Every entry below must be retyped exactly, and the pictures must be left out.

[Stored data entries]
⁂

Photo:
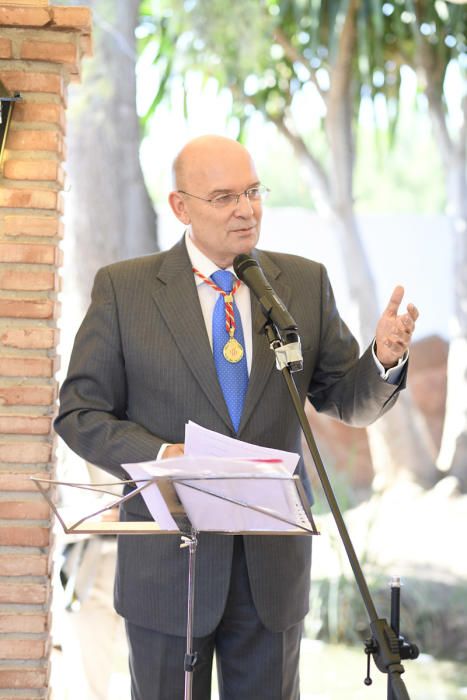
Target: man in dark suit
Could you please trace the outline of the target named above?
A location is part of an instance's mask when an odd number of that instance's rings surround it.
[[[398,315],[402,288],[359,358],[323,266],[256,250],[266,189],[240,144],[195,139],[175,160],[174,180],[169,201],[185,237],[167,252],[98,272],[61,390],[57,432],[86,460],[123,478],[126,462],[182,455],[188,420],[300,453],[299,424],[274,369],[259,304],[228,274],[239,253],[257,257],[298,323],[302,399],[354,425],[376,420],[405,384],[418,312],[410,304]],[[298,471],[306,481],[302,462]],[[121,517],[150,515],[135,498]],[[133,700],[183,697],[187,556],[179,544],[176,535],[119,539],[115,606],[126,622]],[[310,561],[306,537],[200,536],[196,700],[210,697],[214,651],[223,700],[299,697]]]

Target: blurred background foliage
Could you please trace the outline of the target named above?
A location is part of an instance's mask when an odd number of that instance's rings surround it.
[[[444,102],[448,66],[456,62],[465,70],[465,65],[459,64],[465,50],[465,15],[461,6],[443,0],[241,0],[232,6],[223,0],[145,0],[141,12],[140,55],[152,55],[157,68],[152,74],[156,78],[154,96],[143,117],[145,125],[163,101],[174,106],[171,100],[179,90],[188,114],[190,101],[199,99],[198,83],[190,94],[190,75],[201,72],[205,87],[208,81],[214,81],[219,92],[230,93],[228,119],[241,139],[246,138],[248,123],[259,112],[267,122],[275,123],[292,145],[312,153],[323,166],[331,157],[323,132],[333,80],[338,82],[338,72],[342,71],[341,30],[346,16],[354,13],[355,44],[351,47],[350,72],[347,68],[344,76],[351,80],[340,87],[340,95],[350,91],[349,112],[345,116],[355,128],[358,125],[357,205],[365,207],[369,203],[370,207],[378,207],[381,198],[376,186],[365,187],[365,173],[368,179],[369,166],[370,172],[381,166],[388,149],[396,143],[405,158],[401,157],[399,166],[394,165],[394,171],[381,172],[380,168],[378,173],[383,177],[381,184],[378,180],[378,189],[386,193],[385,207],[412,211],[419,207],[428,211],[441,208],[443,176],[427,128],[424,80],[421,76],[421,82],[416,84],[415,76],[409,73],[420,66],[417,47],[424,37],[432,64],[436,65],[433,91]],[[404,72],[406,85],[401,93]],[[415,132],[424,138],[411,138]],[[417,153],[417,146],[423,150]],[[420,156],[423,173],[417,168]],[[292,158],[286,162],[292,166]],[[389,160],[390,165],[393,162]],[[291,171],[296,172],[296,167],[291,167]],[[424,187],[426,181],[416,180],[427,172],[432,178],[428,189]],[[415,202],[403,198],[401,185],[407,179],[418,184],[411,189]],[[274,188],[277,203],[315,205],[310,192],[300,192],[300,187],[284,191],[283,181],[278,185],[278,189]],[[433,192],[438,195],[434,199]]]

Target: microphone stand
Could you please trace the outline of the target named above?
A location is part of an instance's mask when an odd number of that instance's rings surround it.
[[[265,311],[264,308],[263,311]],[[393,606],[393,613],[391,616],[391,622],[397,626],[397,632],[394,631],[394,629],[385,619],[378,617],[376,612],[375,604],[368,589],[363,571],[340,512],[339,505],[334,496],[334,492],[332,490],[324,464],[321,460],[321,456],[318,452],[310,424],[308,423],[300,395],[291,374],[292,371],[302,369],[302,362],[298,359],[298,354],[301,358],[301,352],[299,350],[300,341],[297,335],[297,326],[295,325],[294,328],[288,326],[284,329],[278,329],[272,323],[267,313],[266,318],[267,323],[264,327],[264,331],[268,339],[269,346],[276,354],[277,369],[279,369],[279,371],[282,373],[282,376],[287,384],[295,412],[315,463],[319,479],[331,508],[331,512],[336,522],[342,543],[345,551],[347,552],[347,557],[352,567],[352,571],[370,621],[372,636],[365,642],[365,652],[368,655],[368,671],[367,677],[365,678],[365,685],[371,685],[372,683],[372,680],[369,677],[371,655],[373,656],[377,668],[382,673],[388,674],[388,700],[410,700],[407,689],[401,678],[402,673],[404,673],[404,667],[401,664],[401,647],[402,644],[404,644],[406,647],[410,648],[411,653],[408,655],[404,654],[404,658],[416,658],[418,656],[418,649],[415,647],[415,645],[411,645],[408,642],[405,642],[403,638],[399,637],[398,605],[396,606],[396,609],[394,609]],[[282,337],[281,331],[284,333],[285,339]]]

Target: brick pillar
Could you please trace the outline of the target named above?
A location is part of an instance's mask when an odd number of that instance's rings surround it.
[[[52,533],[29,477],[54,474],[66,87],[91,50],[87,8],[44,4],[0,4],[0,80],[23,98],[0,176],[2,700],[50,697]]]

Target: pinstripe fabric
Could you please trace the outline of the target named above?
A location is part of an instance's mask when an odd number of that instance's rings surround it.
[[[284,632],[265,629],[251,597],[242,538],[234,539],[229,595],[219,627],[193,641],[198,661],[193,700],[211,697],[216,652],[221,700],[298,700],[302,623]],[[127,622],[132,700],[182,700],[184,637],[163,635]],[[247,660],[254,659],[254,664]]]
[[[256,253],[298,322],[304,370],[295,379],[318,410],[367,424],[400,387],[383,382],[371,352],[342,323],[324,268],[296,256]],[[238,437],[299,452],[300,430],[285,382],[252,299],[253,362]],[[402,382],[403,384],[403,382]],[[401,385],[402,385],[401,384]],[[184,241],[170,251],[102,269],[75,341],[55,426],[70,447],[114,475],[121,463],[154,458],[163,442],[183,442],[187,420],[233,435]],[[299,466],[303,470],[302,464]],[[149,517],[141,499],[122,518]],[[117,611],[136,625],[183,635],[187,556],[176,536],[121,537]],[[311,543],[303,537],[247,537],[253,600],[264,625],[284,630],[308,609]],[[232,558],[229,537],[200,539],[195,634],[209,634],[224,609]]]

⁂

Output below:
Photo:
Target: man in dark suit
Could you please trace the outline of the target named above?
A location is part of an instance's mask when an odd number of that instance's rings surround it.
[[[398,315],[402,288],[359,358],[323,266],[256,250],[266,189],[240,144],[195,139],[175,160],[174,180],[169,201],[185,237],[167,252],[98,272],[61,390],[57,432],[86,460],[123,478],[126,462],[182,455],[188,420],[300,453],[299,424],[274,369],[259,304],[228,274],[239,253],[257,257],[298,323],[302,399],[354,425],[376,420],[405,384],[418,312],[410,304]],[[298,471],[306,481],[302,462]],[[121,517],[150,515],[135,498]],[[133,700],[183,697],[187,556],[179,544],[176,535],[119,539],[115,606],[126,622]],[[310,561],[306,537],[200,536],[196,700],[210,697],[214,651],[223,700],[299,697]]]

Target: blurred background foliage
Could you please trace the outline of the target named above?
A location is part of an instance's mask when an odd number of that instance's rings surround it.
[[[444,102],[448,66],[456,62],[465,70],[465,65],[459,64],[465,50],[465,15],[461,6],[443,0],[241,0],[232,6],[223,0],[145,0],[141,12],[140,55],[152,55],[157,68],[152,74],[156,78],[154,96],[143,117],[145,125],[163,101],[174,106],[171,100],[179,90],[188,114],[190,101],[199,99],[198,83],[190,94],[190,75],[201,72],[205,87],[208,81],[214,81],[219,92],[230,93],[228,119],[241,139],[246,138],[248,123],[259,112],[267,122],[275,123],[292,145],[312,153],[323,166],[331,157],[323,132],[333,80],[338,82],[338,72],[342,71],[341,30],[346,16],[354,13],[355,44],[351,47],[350,72],[347,68],[344,76],[351,80],[340,87],[340,95],[350,91],[349,112],[345,116],[355,128],[358,125],[357,205],[365,207],[369,203],[370,207],[378,207],[381,198],[376,186],[365,187],[365,173],[368,179],[369,166],[370,172],[381,166],[388,149],[396,143],[405,158],[401,157],[399,166],[394,165],[394,171],[381,172],[380,168],[378,173],[383,177],[381,184],[378,180],[378,189],[386,193],[385,207],[412,211],[419,207],[428,211],[441,208],[443,176],[427,128],[424,80],[421,76],[421,82],[416,84],[415,76],[409,73],[420,66],[417,47],[424,37],[432,64],[436,65],[433,91]],[[404,72],[406,85],[401,93]],[[415,132],[424,138],[411,138]],[[417,153],[417,146],[423,150]],[[420,156],[423,173],[417,168]],[[292,158],[286,162],[292,166]],[[389,160],[390,165],[393,162]],[[291,171],[296,172],[296,167],[291,167]],[[424,187],[426,181],[416,180],[427,172],[432,178],[428,189]],[[415,202],[403,198],[401,185],[407,179],[418,184],[411,189]],[[274,188],[277,203],[315,205],[310,192],[300,192],[300,187],[284,191],[283,181],[278,185],[278,189]],[[433,192],[438,195],[434,199]]]

Target: microphone stand
Could you please trace the outline of the target named above?
A location is part of an instance's mask when an odd number of that instance's rings surround it.
[[[265,311],[264,308],[263,311]],[[393,606],[393,613],[391,616],[391,622],[397,626],[397,632],[394,631],[394,629],[385,619],[378,617],[376,612],[375,604],[368,589],[363,571],[340,512],[339,505],[334,496],[334,492],[332,490],[324,464],[321,460],[321,456],[318,452],[310,424],[308,423],[300,395],[291,374],[292,371],[302,369],[302,362],[298,359],[298,354],[301,358],[301,352],[299,350],[300,341],[297,335],[297,326],[295,325],[294,328],[288,326],[284,329],[278,329],[272,323],[267,313],[266,318],[267,323],[264,327],[264,331],[268,339],[269,346],[276,354],[277,369],[279,369],[279,371],[282,373],[282,376],[287,384],[295,412],[315,463],[319,479],[331,508],[331,512],[336,522],[342,543],[345,551],[347,552],[347,557],[352,567],[352,571],[370,621],[372,636],[365,642],[365,652],[368,655],[368,671],[367,677],[365,678],[365,685],[371,685],[372,683],[372,680],[369,677],[371,655],[373,656],[377,668],[382,673],[388,674],[388,700],[410,700],[407,689],[401,678],[402,673],[404,673],[404,667],[401,664],[401,647],[402,644],[404,644],[406,647],[410,648],[411,653],[408,655],[404,654],[404,658],[416,658],[418,656],[418,649],[415,647],[415,645],[411,645],[408,642],[405,642],[403,638],[399,637],[398,605],[396,606],[396,609],[394,609]],[[282,337],[281,331],[284,333],[285,339]]]

Target: brick pillar
Could you please trace the outline of the target named above?
A location is part of an instance's mask when an odd number of that instance's rings surround it.
[[[52,533],[29,477],[54,474],[66,87],[91,50],[87,8],[44,4],[0,4],[0,80],[23,98],[0,176],[2,700],[50,697]]]

Target: pinstripe fabric
Could you please trace the outline of the target named above?
A location is part of an instance's mask when an odd number of that instance's rings surround it.
[[[284,632],[265,629],[251,597],[242,538],[234,539],[229,595],[219,627],[193,641],[198,661],[193,700],[211,697],[216,652],[221,700],[298,700],[302,623]],[[127,622],[132,700],[182,700],[184,637],[163,635]],[[247,660],[254,659],[254,664]]]
[[[256,253],[298,322],[304,370],[295,379],[318,410],[367,424],[400,387],[383,382],[371,352],[342,323],[324,268],[296,256]],[[238,437],[299,452],[300,430],[285,382],[252,299],[253,362]],[[402,382],[403,384],[403,382]],[[401,385],[402,385],[401,384]],[[184,241],[170,251],[102,269],[75,341],[55,426],[70,447],[114,475],[121,463],[154,458],[163,442],[183,442],[187,420],[233,435]],[[299,466],[303,470],[302,464]],[[149,517],[141,499],[122,518]],[[117,611],[136,625],[183,635],[187,556],[176,536],[121,537]],[[311,543],[303,537],[247,537],[253,600],[264,625],[284,630],[308,609]],[[232,558],[229,537],[200,539],[195,634],[209,634],[224,609]]]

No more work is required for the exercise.